DIRECTIVE: Please change "grass" to "turf" in everything from the start of the records down to and including the line containing "xmin=425 ymin=102 xmax=450 ymax=119", keeping all else as it is. Omit the pictures from your reply.

Items from a dataset:

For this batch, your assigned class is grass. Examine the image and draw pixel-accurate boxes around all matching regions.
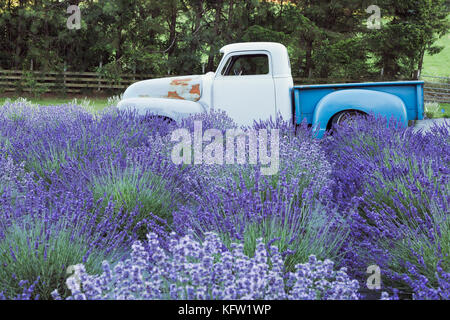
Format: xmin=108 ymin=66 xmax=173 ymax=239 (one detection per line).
xmin=0 ymin=96 xmax=109 ymax=111
xmin=422 ymin=33 xmax=450 ymax=77
xmin=425 ymin=102 xmax=450 ymax=119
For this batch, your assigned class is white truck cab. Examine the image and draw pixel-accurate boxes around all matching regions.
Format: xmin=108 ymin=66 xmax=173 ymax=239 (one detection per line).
xmin=118 ymin=42 xmax=294 ymax=125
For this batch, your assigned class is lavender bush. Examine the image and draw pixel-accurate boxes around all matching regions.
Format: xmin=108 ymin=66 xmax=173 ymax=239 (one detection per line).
xmin=323 ymin=117 xmax=450 ymax=298
xmin=0 ymin=101 xmax=450 ymax=299
xmin=53 ymin=233 xmax=359 ymax=300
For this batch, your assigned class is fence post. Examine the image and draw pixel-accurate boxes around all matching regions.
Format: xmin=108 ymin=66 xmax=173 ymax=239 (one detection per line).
xmin=97 ymin=61 xmax=103 ymax=91
xmin=63 ymin=61 xmax=67 ymax=92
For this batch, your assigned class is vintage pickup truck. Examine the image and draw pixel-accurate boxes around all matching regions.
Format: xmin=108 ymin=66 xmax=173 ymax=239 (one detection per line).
xmin=118 ymin=42 xmax=424 ymax=138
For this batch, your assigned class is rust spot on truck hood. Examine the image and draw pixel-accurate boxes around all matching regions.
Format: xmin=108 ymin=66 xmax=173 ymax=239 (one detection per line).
xmin=124 ymin=75 xmax=203 ymax=102
xmin=167 ymin=91 xmax=186 ymax=100
xmin=170 ymin=78 xmax=192 ymax=86
xmin=165 ymin=76 xmax=202 ymax=101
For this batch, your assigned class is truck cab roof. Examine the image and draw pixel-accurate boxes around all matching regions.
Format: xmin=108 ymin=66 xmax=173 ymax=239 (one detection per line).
xmin=220 ymin=42 xmax=291 ymax=78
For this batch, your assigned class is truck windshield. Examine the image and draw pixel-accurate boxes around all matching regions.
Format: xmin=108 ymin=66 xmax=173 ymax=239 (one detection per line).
xmin=222 ymin=54 xmax=269 ymax=76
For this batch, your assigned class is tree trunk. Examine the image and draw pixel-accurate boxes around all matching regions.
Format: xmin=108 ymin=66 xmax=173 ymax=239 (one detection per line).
xmin=305 ymin=40 xmax=313 ymax=78
xmin=206 ymin=1 xmax=223 ymax=72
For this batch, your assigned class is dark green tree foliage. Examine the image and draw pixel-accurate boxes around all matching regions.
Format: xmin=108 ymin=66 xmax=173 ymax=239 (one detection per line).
xmin=0 ymin=0 xmax=448 ymax=80
xmin=367 ymin=0 xmax=449 ymax=78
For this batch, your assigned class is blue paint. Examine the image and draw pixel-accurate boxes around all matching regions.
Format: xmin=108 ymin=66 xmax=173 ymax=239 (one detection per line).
xmin=293 ymin=81 xmax=424 ymax=138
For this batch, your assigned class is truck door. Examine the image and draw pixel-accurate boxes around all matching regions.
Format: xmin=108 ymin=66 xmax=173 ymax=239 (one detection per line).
xmin=213 ymin=51 xmax=276 ymax=125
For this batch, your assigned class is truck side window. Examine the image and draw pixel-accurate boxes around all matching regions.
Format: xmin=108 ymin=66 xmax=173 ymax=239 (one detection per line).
xmin=222 ymin=54 xmax=269 ymax=76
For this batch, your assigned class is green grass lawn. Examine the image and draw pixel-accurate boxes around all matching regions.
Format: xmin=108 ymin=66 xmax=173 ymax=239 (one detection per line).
xmin=422 ymin=23 xmax=450 ymax=77
xmin=425 ymin=103 xmax=450 ymax=118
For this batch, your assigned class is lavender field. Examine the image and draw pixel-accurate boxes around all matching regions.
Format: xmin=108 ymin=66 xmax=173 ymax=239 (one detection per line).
xmin=0 ymin=102 xmax=450 ymax=300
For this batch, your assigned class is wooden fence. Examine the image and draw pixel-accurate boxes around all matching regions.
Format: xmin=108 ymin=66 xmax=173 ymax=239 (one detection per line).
xmin=0 ymin=70 xmax=160 ymax=93
xmin=422 ymin=76 xmax=450 ymax=103
xmin=0 ymin=70 xmax=450 ymax=103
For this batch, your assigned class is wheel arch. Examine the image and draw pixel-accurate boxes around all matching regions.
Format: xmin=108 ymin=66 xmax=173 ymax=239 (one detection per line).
xmin=312 ymin=89 xmax=408 ymax=136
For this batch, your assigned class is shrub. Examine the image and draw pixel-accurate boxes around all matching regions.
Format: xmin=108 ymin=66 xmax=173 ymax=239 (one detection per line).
xmin=174 ymin=169 xmax=348 ymax=269
xmin=53 ymin=233 xmax=358 ymax=300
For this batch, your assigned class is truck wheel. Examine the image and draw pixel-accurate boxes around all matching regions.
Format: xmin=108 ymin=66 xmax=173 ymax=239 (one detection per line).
xmin=329 ymin=110 xmax=366 ymax=134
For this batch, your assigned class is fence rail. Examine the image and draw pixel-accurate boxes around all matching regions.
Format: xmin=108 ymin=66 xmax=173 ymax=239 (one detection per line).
xmin=422 ymin=76 xmax=450 ymax=103
xmin=0 ymin=70 xmax=160 ymax=93
xmin=0 ymin=70 xmax=450 ymax=103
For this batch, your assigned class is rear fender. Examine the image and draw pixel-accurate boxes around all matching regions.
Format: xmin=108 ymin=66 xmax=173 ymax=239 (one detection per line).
xmin=313 ymin=89 xmax=408 ymax=138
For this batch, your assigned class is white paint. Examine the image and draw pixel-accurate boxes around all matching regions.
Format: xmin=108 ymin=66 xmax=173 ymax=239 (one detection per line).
xmin=118 ymin=42 xmax=294 ymax=125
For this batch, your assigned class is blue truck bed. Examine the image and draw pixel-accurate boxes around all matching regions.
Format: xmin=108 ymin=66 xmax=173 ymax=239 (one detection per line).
xmin=293 ymin=81 xmax=424 ymax=136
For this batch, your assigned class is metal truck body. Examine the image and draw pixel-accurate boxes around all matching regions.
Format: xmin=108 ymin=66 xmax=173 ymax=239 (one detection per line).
xmin=118 ymin=42 xmax=424 ymax=138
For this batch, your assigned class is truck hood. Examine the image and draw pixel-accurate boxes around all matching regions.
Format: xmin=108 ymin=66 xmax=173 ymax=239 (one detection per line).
xmin=123 ymin=75 xmax=203 ymax=101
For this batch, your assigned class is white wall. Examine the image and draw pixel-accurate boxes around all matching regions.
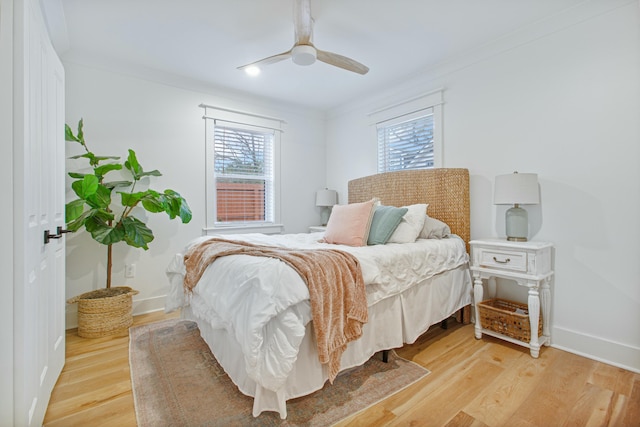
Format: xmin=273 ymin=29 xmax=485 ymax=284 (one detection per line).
xmin=64 ymin=63 xmax=325 ymax=328
xmin=327 ymin=0 xmax=640 ymax=371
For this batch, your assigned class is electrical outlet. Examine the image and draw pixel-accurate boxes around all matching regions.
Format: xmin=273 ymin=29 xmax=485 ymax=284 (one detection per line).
xmin=124 ymin=264 xmax=136 ymax=277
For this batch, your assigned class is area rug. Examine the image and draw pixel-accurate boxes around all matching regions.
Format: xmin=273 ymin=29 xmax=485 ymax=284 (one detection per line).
xmin=129 ymin=319 xmax=429 ymax=427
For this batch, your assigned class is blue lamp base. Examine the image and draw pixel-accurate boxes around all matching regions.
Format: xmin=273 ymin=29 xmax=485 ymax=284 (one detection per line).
xmin=320 ymin=206 xmax=331 ymax=225
xmin=505 ymin=205 xmax=529 ymax=242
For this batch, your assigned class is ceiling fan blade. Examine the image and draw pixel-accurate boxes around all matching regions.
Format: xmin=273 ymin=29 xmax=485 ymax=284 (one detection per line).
xmin=316 ymin=49 xmax=369 ymax=74
xmin=293 ymin=0 xmax=313 ymax=44
xmin=238 ymin=50 xmax=291 ymax=70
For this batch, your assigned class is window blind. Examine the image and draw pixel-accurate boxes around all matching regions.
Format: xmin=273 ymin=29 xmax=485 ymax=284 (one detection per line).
xmin=377 ymin=113 xmax=434 ymax=172
xmin=213 ymin=121 xmax=274 ymax=225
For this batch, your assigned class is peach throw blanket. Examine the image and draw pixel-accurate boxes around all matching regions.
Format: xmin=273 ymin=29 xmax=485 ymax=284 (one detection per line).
xmin=184 ymin=239 xmax=368 ymax=383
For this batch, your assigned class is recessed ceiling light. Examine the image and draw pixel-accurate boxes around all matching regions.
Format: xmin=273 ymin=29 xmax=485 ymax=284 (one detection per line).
xmin=244 ymin=65 xmax=260 ymax=76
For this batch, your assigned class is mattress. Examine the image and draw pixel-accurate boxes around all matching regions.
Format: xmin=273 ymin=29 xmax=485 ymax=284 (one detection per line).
xmin=166 ymin=233 xmax=471 ymax=417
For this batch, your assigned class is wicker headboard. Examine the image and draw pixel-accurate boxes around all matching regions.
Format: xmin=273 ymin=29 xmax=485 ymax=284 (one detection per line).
xmin=349 ymin=168 xmax=471 ymax=251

THE REPLY:
For this batch, your assigned class is turf. Examine the image and draw pixel-accurate boxes around all matching regions.
Format: xmin=108 ymin=66 xmax=173 ymax=239 (one detection per line).
xmin=0 ymin=96 xmax=109 ymax=111
xmin=422 ymin=33 xmax=450 ymax=77
xmin=425 ymin=102 xmax=450 ymax=119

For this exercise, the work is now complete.